### Data listing
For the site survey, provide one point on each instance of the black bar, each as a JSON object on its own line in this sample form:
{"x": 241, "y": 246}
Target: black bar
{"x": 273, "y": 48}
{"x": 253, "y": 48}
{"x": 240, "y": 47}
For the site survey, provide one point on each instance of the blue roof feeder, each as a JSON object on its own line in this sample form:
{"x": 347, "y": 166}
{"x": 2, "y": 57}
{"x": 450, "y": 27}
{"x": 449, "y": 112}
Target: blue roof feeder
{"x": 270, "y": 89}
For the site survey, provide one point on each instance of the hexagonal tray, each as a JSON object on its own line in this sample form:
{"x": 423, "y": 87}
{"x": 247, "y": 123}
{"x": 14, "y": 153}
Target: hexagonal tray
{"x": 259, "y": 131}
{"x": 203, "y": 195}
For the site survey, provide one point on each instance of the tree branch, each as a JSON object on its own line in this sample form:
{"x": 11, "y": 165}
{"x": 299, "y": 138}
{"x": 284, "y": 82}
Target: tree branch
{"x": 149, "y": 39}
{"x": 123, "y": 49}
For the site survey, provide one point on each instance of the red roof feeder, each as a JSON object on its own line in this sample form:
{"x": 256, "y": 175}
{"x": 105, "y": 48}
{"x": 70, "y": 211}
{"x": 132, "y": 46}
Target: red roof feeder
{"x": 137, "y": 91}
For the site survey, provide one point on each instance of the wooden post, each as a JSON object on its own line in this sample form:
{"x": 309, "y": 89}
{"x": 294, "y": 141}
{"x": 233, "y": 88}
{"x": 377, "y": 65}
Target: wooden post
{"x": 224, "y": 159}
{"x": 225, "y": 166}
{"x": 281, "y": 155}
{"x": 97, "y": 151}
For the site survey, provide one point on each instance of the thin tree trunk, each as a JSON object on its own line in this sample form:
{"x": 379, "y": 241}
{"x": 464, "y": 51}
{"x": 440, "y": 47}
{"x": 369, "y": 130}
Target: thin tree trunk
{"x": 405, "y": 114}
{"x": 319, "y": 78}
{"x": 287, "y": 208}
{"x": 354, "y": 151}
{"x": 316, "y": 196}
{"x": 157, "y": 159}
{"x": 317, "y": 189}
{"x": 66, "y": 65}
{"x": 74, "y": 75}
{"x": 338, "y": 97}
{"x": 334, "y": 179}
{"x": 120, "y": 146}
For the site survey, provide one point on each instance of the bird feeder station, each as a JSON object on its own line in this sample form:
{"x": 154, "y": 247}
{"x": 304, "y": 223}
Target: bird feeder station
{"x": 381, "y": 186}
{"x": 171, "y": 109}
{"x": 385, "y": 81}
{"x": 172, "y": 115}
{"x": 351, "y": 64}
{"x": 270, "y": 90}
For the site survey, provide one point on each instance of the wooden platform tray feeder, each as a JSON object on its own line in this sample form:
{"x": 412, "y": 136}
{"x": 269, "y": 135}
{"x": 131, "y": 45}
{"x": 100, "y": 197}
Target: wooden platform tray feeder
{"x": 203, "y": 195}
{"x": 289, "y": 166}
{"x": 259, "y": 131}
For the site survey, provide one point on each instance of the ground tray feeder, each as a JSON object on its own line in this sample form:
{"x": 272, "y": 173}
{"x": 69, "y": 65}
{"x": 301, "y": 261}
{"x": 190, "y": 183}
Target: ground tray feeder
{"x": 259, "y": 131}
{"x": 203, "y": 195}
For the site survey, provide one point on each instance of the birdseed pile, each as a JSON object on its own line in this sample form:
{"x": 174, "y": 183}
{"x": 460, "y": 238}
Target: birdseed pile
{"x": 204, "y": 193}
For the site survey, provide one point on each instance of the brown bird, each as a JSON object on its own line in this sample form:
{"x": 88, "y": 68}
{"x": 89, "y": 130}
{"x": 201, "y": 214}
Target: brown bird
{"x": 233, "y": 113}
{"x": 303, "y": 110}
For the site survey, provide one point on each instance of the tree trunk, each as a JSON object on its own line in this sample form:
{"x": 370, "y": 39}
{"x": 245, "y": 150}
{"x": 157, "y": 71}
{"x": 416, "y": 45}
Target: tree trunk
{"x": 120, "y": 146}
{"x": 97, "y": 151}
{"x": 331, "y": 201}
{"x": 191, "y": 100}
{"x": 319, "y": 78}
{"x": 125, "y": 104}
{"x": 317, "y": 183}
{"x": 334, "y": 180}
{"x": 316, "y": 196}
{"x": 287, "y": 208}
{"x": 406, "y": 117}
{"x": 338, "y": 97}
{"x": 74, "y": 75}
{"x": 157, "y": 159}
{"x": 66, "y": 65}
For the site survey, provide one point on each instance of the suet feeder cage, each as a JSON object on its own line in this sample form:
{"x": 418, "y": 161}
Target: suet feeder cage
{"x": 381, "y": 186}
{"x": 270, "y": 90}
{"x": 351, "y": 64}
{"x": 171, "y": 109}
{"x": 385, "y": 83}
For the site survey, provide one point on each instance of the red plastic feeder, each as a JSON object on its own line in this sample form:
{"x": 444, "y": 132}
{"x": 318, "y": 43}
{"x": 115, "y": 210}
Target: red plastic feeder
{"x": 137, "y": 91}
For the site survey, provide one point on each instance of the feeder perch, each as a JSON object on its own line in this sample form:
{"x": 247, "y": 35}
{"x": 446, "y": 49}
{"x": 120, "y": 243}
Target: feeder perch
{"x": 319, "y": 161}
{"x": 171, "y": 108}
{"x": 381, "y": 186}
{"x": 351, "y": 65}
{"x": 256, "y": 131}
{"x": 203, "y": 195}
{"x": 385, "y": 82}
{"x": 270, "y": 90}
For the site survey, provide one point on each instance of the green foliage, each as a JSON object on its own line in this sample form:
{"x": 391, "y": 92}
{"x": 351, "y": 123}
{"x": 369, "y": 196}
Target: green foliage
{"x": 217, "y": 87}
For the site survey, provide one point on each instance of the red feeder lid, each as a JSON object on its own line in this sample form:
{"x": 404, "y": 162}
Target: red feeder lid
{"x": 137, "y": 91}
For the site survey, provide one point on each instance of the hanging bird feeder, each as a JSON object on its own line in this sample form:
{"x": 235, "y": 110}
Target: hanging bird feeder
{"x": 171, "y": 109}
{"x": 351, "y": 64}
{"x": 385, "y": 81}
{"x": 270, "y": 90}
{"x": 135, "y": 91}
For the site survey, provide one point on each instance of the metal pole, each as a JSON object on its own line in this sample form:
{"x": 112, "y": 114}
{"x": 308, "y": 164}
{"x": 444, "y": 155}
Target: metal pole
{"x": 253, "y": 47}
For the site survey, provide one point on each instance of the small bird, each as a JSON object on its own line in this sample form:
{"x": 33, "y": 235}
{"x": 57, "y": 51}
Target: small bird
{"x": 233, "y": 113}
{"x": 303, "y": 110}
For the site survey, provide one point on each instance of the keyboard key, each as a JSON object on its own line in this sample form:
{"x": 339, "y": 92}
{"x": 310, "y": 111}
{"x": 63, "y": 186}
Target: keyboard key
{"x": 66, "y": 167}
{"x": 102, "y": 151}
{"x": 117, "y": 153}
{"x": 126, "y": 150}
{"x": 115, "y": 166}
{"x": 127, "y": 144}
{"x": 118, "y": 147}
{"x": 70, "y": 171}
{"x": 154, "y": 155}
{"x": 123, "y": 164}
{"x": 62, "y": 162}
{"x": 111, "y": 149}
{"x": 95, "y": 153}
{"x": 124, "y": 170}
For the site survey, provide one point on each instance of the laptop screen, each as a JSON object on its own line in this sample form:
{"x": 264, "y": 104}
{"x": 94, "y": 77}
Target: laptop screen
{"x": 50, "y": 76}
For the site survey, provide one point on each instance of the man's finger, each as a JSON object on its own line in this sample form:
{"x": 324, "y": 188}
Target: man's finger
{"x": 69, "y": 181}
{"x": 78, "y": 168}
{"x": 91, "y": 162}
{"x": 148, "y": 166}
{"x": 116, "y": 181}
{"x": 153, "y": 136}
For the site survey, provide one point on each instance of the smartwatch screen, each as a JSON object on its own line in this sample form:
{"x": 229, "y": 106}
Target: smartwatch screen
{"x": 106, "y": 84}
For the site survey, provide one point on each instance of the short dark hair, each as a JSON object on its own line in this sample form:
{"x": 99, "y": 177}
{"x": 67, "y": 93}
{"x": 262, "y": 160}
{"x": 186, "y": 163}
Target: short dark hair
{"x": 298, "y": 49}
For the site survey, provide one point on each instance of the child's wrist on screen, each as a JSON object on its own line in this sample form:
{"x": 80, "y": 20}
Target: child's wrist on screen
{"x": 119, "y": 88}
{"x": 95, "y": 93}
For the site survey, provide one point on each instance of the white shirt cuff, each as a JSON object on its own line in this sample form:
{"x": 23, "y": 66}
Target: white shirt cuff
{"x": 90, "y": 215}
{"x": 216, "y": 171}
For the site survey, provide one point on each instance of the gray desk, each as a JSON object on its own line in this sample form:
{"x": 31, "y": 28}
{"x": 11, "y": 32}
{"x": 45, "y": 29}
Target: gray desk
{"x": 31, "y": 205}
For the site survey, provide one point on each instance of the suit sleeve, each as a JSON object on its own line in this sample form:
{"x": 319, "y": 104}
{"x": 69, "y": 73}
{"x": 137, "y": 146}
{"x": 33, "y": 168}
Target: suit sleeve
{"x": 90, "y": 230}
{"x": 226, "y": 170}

### Problem statement
Reproduce precisely the span of lines that begins at the line containing "of the gray" and ends with the last line of the listing.

### Task output
For the site survey, provide one point on each instance of the gray desk, each as a JSON object on its own line in this sample form:
{"x": 31, "y": 28}
{"x": 11, "y": 32}
{"x": 45, "y": 29}
Target: gray desk
{"x": 31, "y": 205}
For the site survey, provide one point on each instance of the suit sleeve, each as a JSON object on its own line in this sample form:
{"x": 319, "y": 104}
{"x": 69, "y": 73}
{"x": 137, "y": 146}
{"x": 33, "y": 168}
Target: suit sleeve
{"x": 90, "y": 230}
{"x": 226, "y": 170}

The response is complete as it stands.